● Records to process:
begin

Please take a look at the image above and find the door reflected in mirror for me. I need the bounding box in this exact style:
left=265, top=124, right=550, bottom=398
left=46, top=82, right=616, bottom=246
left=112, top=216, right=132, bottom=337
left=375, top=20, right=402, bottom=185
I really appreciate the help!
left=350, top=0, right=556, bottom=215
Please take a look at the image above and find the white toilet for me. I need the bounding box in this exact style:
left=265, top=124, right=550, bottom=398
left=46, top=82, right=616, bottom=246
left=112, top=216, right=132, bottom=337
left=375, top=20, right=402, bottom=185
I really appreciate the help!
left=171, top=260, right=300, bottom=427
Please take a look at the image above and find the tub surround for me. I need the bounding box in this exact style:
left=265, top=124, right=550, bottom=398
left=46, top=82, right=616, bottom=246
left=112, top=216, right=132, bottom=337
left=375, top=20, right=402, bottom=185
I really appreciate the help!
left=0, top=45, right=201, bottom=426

end

● Do this: Can you reproduce every line above, requests included, increasing each bounding box coordinate in the answers by 105 and leaving the numbers in the requests and their sample formats as they are?

● Reply to the exercise:
Please take a look at the image above and find the door reflected in mirror for me. I need the bounding box in this exact style:
left=265, top=124, right=550, bottom=398
left=46, top=82, right=616, bottom=246
left=112, top=216, right=132, bottom=337
left=375, top=20, right=402, bottom=185
I really appreciate the help!
left=455, top=105, right=661, bottom=320
Please take a look at the image above and find the white toilet for me. I need the bounding box in this exact style:
left=265, top=124, right=550, bottom=398
left=46, top=82, right=616, bottom=246
left=112, top=216, right=132, bottom=337
left=375, top=20, right=402, bottom=185
I really appreciate the help!
left=276, top=365, right=405, bottom=532
Please take a look at the image above and find the tub surround for me. I need the bounding box in this exact style:
left=265, top=124, right=550, bottom=398
left=46, top=82, right=616, bottom=246
left=112, top=216, right=132, bottom=337
left=375, top=20, right=402, bottom=185
I really appreciate the help!
left=105, top=150, right=306, bottom=531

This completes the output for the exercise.